EXERCISE DATA

━━━━━━━━━━━━━━━━━━━━

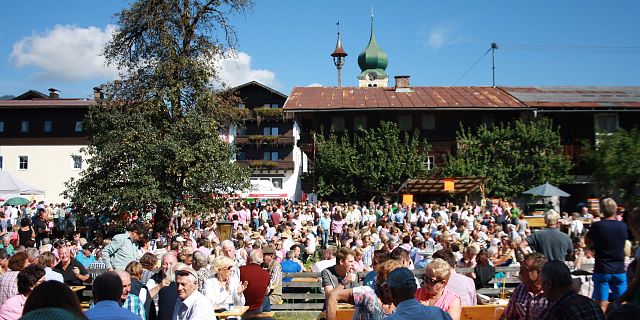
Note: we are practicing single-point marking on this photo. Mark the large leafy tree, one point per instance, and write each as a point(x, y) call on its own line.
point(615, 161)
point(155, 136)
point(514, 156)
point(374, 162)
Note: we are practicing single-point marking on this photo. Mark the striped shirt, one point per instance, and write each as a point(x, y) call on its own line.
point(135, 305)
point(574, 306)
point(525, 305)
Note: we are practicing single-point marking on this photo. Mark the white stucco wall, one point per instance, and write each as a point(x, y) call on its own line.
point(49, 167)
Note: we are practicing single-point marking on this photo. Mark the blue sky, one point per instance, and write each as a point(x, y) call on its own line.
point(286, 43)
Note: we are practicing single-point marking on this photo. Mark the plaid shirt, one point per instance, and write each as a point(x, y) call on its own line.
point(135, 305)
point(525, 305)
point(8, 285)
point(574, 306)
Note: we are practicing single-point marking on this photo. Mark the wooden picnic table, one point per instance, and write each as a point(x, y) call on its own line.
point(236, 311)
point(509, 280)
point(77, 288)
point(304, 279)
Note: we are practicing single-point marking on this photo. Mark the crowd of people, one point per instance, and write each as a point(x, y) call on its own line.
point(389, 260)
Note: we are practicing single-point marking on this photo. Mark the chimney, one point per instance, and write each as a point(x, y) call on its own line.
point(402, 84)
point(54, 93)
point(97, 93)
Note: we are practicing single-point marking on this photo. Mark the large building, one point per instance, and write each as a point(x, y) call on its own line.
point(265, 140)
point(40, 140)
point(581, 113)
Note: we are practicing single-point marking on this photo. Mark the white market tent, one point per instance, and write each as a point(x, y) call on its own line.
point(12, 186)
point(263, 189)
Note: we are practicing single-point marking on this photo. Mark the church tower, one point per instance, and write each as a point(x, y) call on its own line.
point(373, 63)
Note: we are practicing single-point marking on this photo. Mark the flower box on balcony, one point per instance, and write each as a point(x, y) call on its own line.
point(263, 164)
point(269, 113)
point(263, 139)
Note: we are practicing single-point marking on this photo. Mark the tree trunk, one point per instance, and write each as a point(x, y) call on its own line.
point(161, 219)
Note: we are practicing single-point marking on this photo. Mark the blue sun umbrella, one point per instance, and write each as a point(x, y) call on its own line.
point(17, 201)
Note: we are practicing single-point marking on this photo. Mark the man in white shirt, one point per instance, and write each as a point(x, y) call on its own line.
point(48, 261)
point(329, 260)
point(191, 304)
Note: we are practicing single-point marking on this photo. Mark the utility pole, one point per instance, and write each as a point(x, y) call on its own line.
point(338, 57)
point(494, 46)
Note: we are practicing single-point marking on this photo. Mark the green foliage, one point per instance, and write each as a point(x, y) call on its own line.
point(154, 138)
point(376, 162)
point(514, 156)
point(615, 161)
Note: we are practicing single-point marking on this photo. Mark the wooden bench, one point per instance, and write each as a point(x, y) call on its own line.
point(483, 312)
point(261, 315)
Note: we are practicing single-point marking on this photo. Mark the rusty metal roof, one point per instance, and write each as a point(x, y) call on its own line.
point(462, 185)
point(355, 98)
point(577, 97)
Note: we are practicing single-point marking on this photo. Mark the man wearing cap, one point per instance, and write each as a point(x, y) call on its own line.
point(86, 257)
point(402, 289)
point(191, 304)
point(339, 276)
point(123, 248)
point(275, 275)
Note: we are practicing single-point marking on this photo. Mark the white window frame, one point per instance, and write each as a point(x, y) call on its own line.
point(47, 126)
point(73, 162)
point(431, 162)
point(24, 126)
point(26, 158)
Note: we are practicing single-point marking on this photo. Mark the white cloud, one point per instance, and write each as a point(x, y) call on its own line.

━━━━━━━━━━━━━━━━━━━━

ASSIGNMENT
Please transcribe word for word the lines from the line with "the man wearing" to the end of the material, both ends included.

ANSWER TO THIS EXERCISE
Note: we are practicing single-point marking on this photo. Mark the man wearing cap, one point per instance, and write each as a point(x, y) call on its own line.
point(86, 257)
point(402, 289)
point(191, 304)
point(339, 276)
point(123, 248)
point(275, 275)
Note: we are practicing single-point marking on this photo. Mark the white window frame, one point per instance, and write each as a point(x, y) call on its own line.
point(47, 126)
point(73, 162)
point(431, 162)
point(24, 126)
point(26, 158)
Note: we are practicing single-point marking on this photo. Mark the white cloud, one point per instance, and write each as a point(x, y) call on its own line.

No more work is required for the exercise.